> [Objective]
Could you reproduce only the lines of the data from the one containing "Instruction for annotators: the class to label is group" through the end of the data, both ends included, with every bounding-box coordinate in the answers multiplied by 2.1 and rounded to a whole number (halves rounding up)? Every other number and word should stay unchanged.

> [Supplied data]

------------------------------------------------------------

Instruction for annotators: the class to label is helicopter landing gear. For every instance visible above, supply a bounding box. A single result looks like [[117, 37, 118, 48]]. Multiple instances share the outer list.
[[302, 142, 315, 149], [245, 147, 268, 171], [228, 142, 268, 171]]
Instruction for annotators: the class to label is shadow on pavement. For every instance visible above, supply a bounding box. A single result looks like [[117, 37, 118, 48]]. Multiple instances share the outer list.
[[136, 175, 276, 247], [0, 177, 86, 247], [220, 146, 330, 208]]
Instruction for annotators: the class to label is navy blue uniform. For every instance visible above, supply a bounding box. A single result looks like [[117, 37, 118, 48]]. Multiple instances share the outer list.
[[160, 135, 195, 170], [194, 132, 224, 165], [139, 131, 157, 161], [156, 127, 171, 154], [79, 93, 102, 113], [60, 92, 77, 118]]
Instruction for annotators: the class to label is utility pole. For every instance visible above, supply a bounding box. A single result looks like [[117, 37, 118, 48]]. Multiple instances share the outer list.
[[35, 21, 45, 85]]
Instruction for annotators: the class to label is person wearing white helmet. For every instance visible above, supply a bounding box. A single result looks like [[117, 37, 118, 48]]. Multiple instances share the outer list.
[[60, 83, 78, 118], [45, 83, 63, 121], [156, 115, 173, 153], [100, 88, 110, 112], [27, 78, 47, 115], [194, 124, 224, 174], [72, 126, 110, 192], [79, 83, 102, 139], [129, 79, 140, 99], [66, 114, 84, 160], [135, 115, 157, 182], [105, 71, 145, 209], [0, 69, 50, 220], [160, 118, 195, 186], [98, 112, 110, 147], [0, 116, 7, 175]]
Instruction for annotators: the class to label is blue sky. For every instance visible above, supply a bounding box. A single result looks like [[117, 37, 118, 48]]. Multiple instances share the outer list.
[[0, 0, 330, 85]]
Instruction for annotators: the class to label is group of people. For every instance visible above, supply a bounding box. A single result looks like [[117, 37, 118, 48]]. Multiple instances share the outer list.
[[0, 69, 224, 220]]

------------------------------------------------------------

> [Exercise response]
Instruction for annotators: the class to label is group of people. For every instance visible above, supply a bounding box. A single result looks like [[117, 37, 118, 48]]. Multiple instances share the outer list.
[[0, 145, 470, 462]]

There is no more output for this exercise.